Recopiez intégralement et sans aucune modification le texte ci-dessous sur la dernière défense de Dunkerque.

Texte à lire:

────────

Le lieutenant Mennesson, artilleur, témoigne: « Il était bien curieux ce groupe d'artillerie de campagne qui allait vivre une heure aussi exceptionnelle qu'inattendue. Il appartenait organiquement au 89e régiment d'artillerie (68e DI) mais la majeure partie de ses éléments venait d'autres unités. Il était composé de restes rassemblés hâtivement pour la dernière défense de Dunkerque. Le seul trait commun qui unissait les canonniers, sous-officiers et officiers était un sentiment de devoir et le désir de servir, qu'aucun ne montrait de façon ostensible. » (8)
- A l'est, violents bombardements du fort des Dunes et combats sur le canal des Chats.
- Au centre, contre-attaque sur Notre-Dame des Neiges pour contenir coûte que coûte l'avance ennemie vers Dunkerque. Cette offensive pour gagner du temps est une « mission de sacrifice » (9) note dans son journal le général Barthélémy.
La contre-attaque, pourtant bien entamée (l'assaillant le matin est refoulé jusqu'à la ferme des Moëres), échouera elle-aussi, une nouvelle fois contrariée par l'aviation ennemie : « En fin de matinée, la situation devient grave. Des escadrilles de Stukas écrasent Téteghem. » (10)

────────

[Données de segmentation]
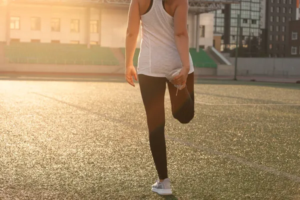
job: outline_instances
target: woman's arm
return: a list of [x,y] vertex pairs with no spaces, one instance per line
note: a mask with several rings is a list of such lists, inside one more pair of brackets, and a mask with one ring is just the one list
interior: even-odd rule
[[134,56],[140,31],[140,21],[138,0],[132,0],[128,14],[127,30],[126,32],[126,67],[133,66]]
[[126,31],[125,78],[127,82],[133,86],[135,86],[135,85],[132,76],[136,80],[138,80],[138,76],[134,66],[133,60],[140,31],[140,21],[138,0],[132,0],[128,14]]
[[182,67],[190,70],[189,39],[188,33],[188,0],[178,0],[174,14],[175,42]]

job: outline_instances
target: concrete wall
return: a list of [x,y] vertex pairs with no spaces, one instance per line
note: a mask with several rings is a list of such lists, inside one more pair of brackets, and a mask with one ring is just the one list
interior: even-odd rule
[[221,36],[214,36],[214,47],[219,52],[221,52]]
[[6,40],[6,7],[0,6],[0,42]]
[[[214,41],[214,14],[200,14],[199,26],[205,26],[204,38],[199,38],[199,45],[204,46],[204,48],[212,46]],[[192,14],[188,14],[188,25],[190,46],[196,48],[196,17]],[[200,34],[200,33],[199,33]]]
[[[127,27],[127,9],[105,9],[102,12],[101,44],[104,46],[118,48],[125,46]],[[140,46],[140,31],[136,47]]]
[[234,66],[226,64],[218,64],[216,68],[216,76],[228,76],[234,74]]
[[[41,42],[50,42],[52,40],[59,40],[61,43],[70,43],[70,40],[78,40],[84,44],[85,9],[82,8],[36,6],[14,6],[10,16],[20,17],[20,30],[10,30],[10,38],[20,38],[21,42],[30,42],[31,40],[40,40]],[[30,18],[41,18],[41,30],[30,30]],[[52,32],[51,18],[60,19],[60,31]],[[79,20],[80,32],[70,32],[71,19]]]
[[[229,61],[234,66],[235,58]],[[246,58],[238,59],[238,76],[300,76],[300,58]]]
[[[0,7],[0,41],[5,41],[6,6]],[[71,40],[86,44],[87,8],[80,7],[62,6],[44,6],[38,5],[14,4],[10,10],[10,16],[20,17],[20,30],[10,30],[10,38],[20,39],[21,42],[30,42],[31,40],[40,40],[41,42],[50,42],[52,40],[58,40],[60,43],[70,43]],[[90,20],[99,20],[99,33],[90,34],[90,40],[98,42],[103,46],[118,48],[125,46],[125,38],[128,8],[91,8]],[[30,18],[41,18],[40,30],[30,30]],[[50,30],[52,18],[60,20],[60,31],[52,32]],[[70,32],[72,19],[79,20],[80,31]],[[196,48],[196,18],[188,14],[188,34],[190,47]],[[200,38],[200,45],[206,47],[212,45],[214,15],[204,14],[200,15],[200,25],[205,26],[205,38]],[[140,32],[136,47],[140,46]]]
[[212,13],[200,14],[200,25],[205,26],[205,37],[200,38],[199,43],[200,45],[204,45],[205,48],[213,44],[214,16],[214,14]]

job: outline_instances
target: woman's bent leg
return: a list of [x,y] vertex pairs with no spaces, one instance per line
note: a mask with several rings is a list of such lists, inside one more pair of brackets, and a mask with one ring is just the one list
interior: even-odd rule
[[172,114],[174,118],[180,123],[188,123],[194,118],[194,73],[188,76],[186,88],[178,90],[177,88],[168,82],[168,86],[170,94]]
[[164,138],[166,78],[138,75],[142,101],[147,116],[149,142],[160,179],[168,178]]

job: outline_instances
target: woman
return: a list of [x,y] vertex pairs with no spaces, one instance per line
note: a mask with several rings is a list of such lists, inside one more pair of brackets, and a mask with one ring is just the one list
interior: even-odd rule
[[[194,66],[189,52],[188,9],[188,0],[132,0],[128,15],[126,78],[134,86],[132,76],[138,80],[133,58],[141,22],[138,74],[150,148],[160,179],[152,190],[162,195],[172,194],[164,138],[166,82],[174,118],[186,124],[194,116]],[[180,72],[174,78],[166,78],[178,69]],[[176,86],[182,86],[179,90]]]

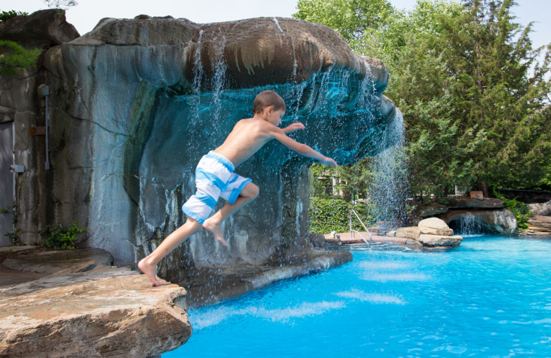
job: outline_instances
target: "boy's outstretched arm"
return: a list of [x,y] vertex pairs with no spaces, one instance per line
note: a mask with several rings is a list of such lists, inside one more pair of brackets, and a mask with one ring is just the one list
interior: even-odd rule
[[300,122],[295,122],[294,123],[291,123],[287,127],[282,128],[281,129],[283,131],[283,133],[291,133],[298,129],[304,129],[304,125],[303,125]]
[[274,139],[277,139],[281,144],[285,147],[293,149],[301,156],[316,159],[324,165],[327,167],[337,167],[337,162],[329,157],[326,157],[323,154],[318,153],[311,147],[302,143],[299,143],[293,138],[288,137],[283,129],[274,127],[272,132],[272,136]]

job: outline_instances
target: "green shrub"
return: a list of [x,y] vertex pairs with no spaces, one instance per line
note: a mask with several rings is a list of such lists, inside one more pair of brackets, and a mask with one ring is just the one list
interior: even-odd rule
[[516,198],[514,199],[508,199],[496,191],[495,189],[493,189],[492,191],[494,196],[502,200],[505,207],[514,214],[517,218],[517,229],[520,231],[523,231],[528,229],[528,219],[532,218],[532,211],[530,211],[528,207],[523,202],[517,200]]
[[0,209],[0,213],[12,214],[12,225],[13,226],[13,231],[7,232],[4,235],[8,236],[12,244],[14,245],[16,244],[19,244],[21,240],[21,233],[23,231],[17,227],[19,215],[17,213],[17,207],[15,206],[15,204],[12,204],[12,207]]
[[76,240],[76,234],[85,230],[85,228],[79,228],[76,226],[76,220],[74,220],[72,226],[69,227],[48,225],[40,231],[41,236],[46,237],[42,240],[42,244],[55,250],[72,250],[74,249],[74,244]]
[[[354,205],[340,198],[310,198],[310,232],[327,233],[331,231],[346,232],[350,230],[350,209],[353,209],[368,227],[375,219],[371,214],[373,208],[358,202]],[[355,230],[363,231],[364,228],[353,216],[352,224]]]
[[15,11],[13,10],[10,10],[10,11],[3,11],[0,12],[0,23],[3,22],[12,17],[15,17],[17,16],[27,16],[28,14],[28,12]]

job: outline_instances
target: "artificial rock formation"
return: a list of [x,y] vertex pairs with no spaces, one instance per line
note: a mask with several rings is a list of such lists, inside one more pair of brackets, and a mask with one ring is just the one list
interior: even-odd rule
[[429,218],[421,220],[417,226],[419,231],[424,234],[443,236],[452,236],[453,235],[453,230],[450,229],[444,220],[437,218]]
[[526,206],[528,207],[528,209],[530,209],[530,211],[532,211],[533,215],[542,216],[551,215],[551,200],[545,202],[527,204]]
[[461,228],[472,227],[473,233],[510,235],[517,230],[517,218],[507,209],[455,209],[439,215],[448,225]]
[[[286,101],[284,125],[306,125],[293,138],[340,165],[391,145],[402,125],[382,94],[388,74],[381,61],[354,54],[329,28],[299,20],[104,19],[49,50],[41,71],[50,87],[52,169],[32,170],[43,153],[30,149],[34,138],[23,132],[33,118],[22,119],[16,160],[30,169],[17,178],[23,242],[47,223],[76,219],[87,227],[83,244],[125,262],[183,223],[180,208],[194,191],[199,158],[251,116],[262,90]],[[196,234],[163,260],[159,275],[177,282],[187,267],[260,264],[309,250],[312,162],[278,143],[264,146],[236,169],[260,195],[227,220],[229,246]],[[38,175],[44,195],[25,196]]]

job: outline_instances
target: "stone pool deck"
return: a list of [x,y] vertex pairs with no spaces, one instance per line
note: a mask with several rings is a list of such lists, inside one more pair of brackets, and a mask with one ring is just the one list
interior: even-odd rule
[[[180,285],[112,266],[99,249],[0,247],[0,358],[155,357],[191,335],[185,310],[352,260],[344,250],[306,250],[237,269],[197,270]],[[182,287],[185,286],[187,291]]]
[[[368,242],[369,241],[369,234],[367,231],[360,231],[360,234],[364,237]],[[350,232],[346,233],[338,233],[340,235],[340,242],[342,244],[365,244],[365,242],[362,240],[362,236],[355,233],[355,238],[352,238],[352,235]],[[324,235],[325,240],[326,242],[330,243],[337,243],[339,242],[338,239],[333,238],[333,235],[331,234],[326,234]],[[406,238],[396,238],[392,236],[382,236],[380,235],[373,235],[371,234],[372,238],[372,242],[373,243],[378,243],[378,244],[397,244],[399,245],[404,245],[404,246],[416,246],[416,247],[422,247],[423,245],[421,244],[417,240],[409,239]]]
[[107,251],[0,248],[0,357],[147,357],[191,335],[185,290]]

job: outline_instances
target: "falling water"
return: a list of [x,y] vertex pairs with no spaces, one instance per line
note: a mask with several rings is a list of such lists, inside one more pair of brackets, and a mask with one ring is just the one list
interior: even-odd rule
[[480,217],[475,214],[461,214],[450,224],[456,233],[463,235],[480,234],[485,231]]
[[397,109],[384,136],[382,145],[395,144],[374,158],[370,198],[375,204],[377,220],[382,222],[383,229],[390,229],[404,225],[408,193],[404,117]]

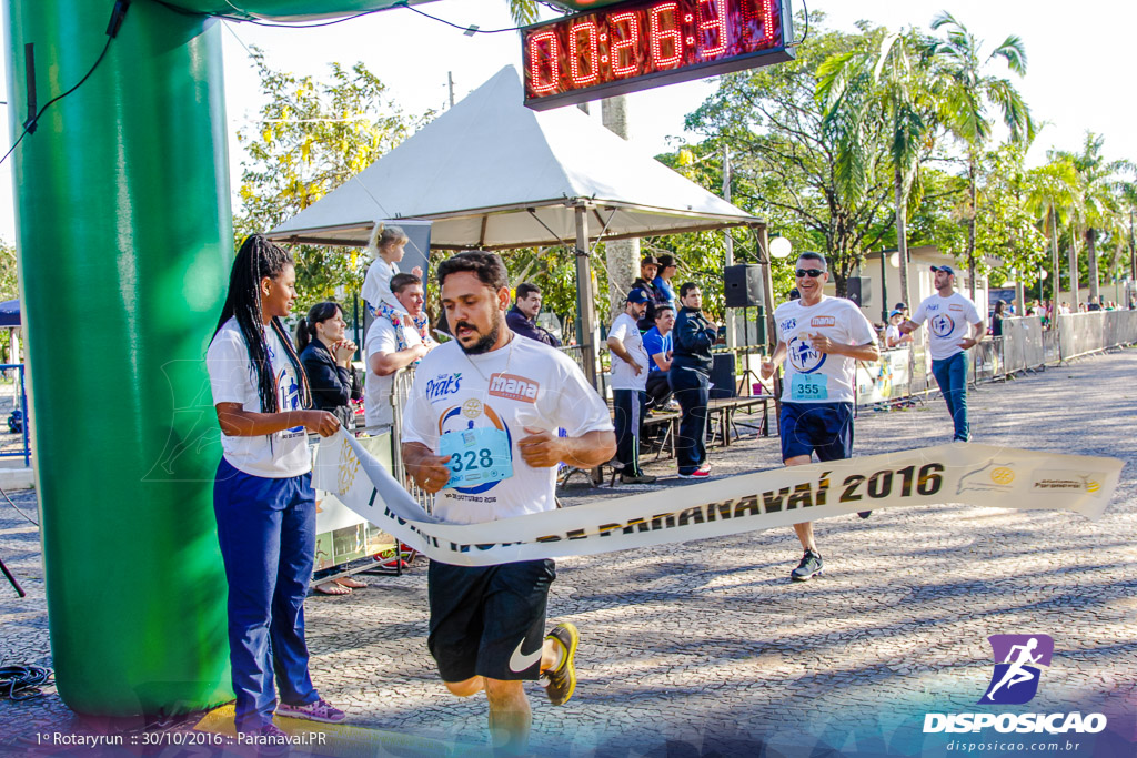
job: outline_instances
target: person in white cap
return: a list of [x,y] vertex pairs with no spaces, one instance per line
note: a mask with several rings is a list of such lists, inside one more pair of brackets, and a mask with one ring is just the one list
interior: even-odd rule
[[[928,349],[931,352],[931,373],[947,402],[947,411],[955,425],[954,441],[971,440],[968,426],[968,353],[979,344],[987,325],[976,309],[976,303],[955,291],[955,269],[932,266],[936,294],[924,298],[912,318],[901,324],[901,332],[911,334],[928,322]],[[971,336],[968,336],[968,326]]]

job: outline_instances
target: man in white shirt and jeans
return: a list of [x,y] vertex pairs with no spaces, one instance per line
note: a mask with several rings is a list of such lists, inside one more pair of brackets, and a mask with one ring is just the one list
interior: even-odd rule
[[[912,318],[901,324],[901,331],[911,334],[928,322],[931,373],[944,393],[947,411],[952,414],[955,425],[953,440],[968,442],[971,430],[968,426],[966,351],[982,341],[987,325],[976,305],[955,291],[955,270],[951,266],[932,266],[931,269],[936,276],[936,294],[924,298]],[[969,324],[971,336],[968,336]]]
[[[391,392],[395,374],[438,347],[430,336],[430,322],[420,331],[415,318],[423,313],[423,283],[414,274],[391,277],[391,293],[406,314],[377,314],[367,330],[364,355],[367,356],[367,380],[364,382],[364,413],[368,432],[379,432],[393,423]],[[404,399],[400,399],[400,402]]]
[[652,484],[639,465],[640,430],[647,413],[648,357],[637,322],[647,311],[648,297],[636,288],[628,293],[624,313],[616,316],[608,330],[612,351],[612,406],[616,425],[616,460],[624,484]]

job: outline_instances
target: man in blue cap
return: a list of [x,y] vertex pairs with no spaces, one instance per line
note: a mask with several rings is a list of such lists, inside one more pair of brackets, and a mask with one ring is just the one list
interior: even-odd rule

────────

Résultat attendu:
Le lieutenant Mennesson, artilleur, témoigne: « Il était bien curieux ce groupe d'artillerie de campagne qui allait vivre une heure aussi exceptionnelle qu'inattendue. Il appartenait organiquement au 89e régiment d'artillerie (68e DI) mais la majeure partie de ses éléments venait d'autres unités. Il était composé de restes rassemblés hâtivement pour la dernière défense de Dunkerque. Le seul trait commun qui unissait les canonniers, sous-officiers et officiers était un sentiment de devoir et le désir de servir, qu'aucun ne montrait de façon ostensible. » (8)
- A l'est, violents bombardements du fort des Dunes et combats sur le canal des Chats.
- Au centre, contre-attaque sur Notre-Dame des Neiges pour contenir coûte que coûte l'avance ennemie vers Dunkerque. Cette offensive pour gagner du temps est une « mission de sacrifice » (9) note dans son journal le général Barthélémy.
La contre-attaque, pourtant bien entamée (l'assaillant le matin est refoulé jusqu'à la ferme des Moëres), échouera elle-aussi, une nouvelle fois contrariée par l'aviation ennemie : « En fin de matinée, la situation devient grave. Des escadrilles de Stukas écrasent Téteghem. » (10)